◆ **Exercise brief**
Filter the listing down to the lines that contain the word "bare". Letter case counts.
╭─ Data excerpts
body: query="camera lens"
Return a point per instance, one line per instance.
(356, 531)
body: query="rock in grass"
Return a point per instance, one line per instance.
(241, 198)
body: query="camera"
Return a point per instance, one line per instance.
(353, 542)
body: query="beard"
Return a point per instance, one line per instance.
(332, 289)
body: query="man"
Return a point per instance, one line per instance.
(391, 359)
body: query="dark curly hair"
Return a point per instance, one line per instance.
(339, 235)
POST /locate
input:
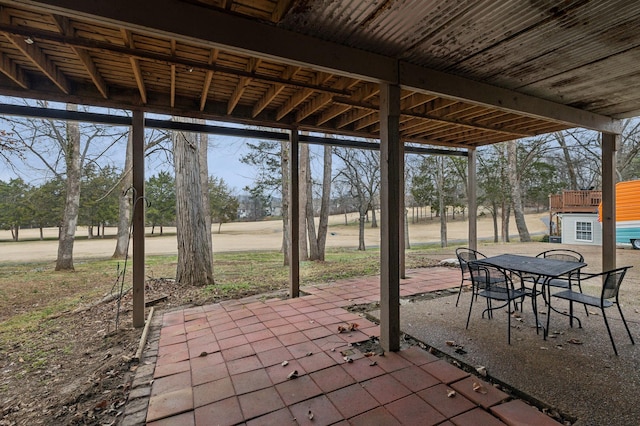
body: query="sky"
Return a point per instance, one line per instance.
(224, 157)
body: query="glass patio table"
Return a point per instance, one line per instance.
(540, 269)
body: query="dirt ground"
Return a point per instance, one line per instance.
(88, 382)
(244, 236)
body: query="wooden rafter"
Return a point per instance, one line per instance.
(280, 10)
(26, 45)
(301, 95)
(433, 117)
(213, 57)
(40, 60)
(64, 26)
(274, 90)
(127, 36)
(252, 66)
(322, 99)
(13, 71)
(364, 93)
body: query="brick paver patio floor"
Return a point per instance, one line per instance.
(234, 363)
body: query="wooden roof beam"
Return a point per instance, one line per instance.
(252, 66)
(363, 93)
(13, 71)
(213, 57)
(301, 95)
(323, 99)
(127, 36)
(409, 113)
(274, 90)
(217, 28)
(64, 26)
(40, 60)
(26, 45)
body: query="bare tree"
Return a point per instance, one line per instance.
(306, 202)
(324, 206)
(124, 205)
(361, 172)
(514, 180)
(195, 259)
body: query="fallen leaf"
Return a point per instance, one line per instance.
(477, 387)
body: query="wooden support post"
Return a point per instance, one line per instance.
(294, 216)
(138, 218)
(390, 173)
(402, 243)
(472, 201)
(610, 143)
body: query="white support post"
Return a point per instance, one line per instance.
(390, 173)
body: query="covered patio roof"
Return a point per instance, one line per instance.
(458, 74)
(471, 73)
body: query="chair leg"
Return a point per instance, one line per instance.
(606, 322)
(508, 323)
(459, 292)
(470, 307)
(624, 321)
(586, 309)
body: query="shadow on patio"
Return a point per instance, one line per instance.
(233, 362)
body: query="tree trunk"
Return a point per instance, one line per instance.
(64, 262)
(326, 201)
(304, 179)
(573, 179)
(514, 183)
(203, 149)
(284, 165)
(407, 244)
(442, 208)
(195, 263)
(124, 207)
(363, 219)
(494, 217)
(310, 219)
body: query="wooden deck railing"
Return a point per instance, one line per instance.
(575, 201)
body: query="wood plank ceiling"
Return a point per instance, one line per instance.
(582, 54)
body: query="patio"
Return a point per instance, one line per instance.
(223, 364)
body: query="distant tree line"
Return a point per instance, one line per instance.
(23, 205)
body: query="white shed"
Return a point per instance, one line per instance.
(581, 228)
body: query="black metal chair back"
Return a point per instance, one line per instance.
(609, 296)
(466, 255)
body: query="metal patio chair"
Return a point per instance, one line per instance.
(493, 284)
(611, 282)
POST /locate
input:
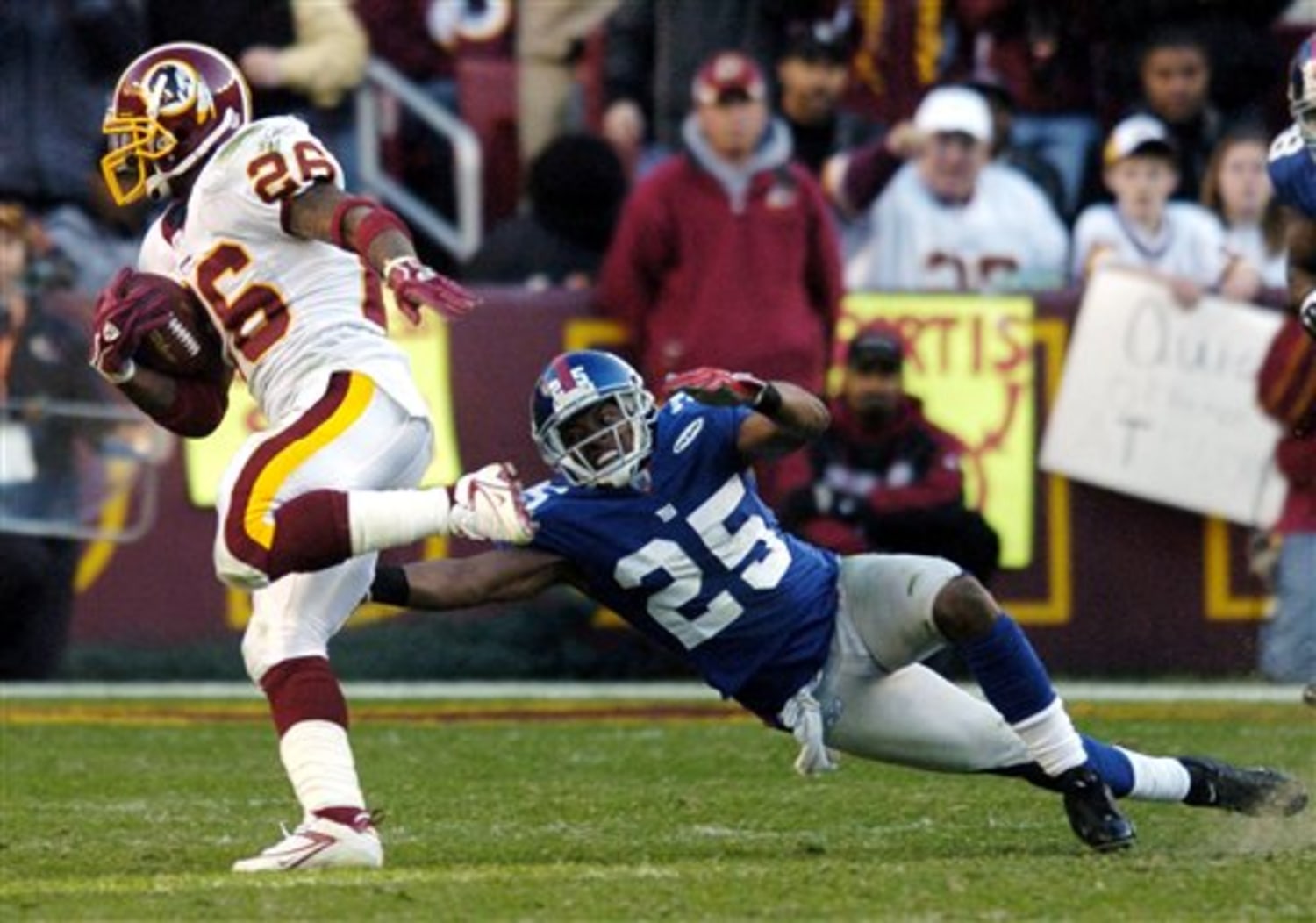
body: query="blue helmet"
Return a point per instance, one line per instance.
(574, 382)
(1302, 91)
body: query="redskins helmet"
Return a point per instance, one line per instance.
(573, 383)
(1302, 91)
(171, 110)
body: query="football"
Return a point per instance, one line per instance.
(184, 347)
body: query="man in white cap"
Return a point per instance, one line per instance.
(950, 218)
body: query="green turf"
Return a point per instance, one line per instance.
(134, 812)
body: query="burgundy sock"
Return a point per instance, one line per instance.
(355, 818)
(304, 689)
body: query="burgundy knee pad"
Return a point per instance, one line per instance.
(304, 689)
(311, 533)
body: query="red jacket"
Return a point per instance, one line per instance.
(703, 283)
(1286, 390)
(907, 465)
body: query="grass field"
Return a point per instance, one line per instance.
(616, 810)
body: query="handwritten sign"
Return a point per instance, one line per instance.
(1160, 402)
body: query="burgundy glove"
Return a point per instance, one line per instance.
(418, 286)
(124, 313)
(716, 386)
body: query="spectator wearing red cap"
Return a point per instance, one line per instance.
(653, 50)
(884, 478)
(726, 254)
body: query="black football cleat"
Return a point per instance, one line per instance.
(1092, 812)
(1255, 791)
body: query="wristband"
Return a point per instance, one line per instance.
(769, 400)
(390, 586)
(378, 221)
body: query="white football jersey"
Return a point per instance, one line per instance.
(1190, 242)
(1005, 237)
(290, 311)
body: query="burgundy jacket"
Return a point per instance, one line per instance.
(703, 281)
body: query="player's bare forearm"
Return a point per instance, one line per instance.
(779, 428)
(311, 215)
(492, 577)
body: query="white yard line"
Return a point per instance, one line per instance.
(665, 691)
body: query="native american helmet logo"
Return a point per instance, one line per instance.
(173, 87)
╰─
◆ **Response**
body: query="bare tree"
body: query="player's bare forearm"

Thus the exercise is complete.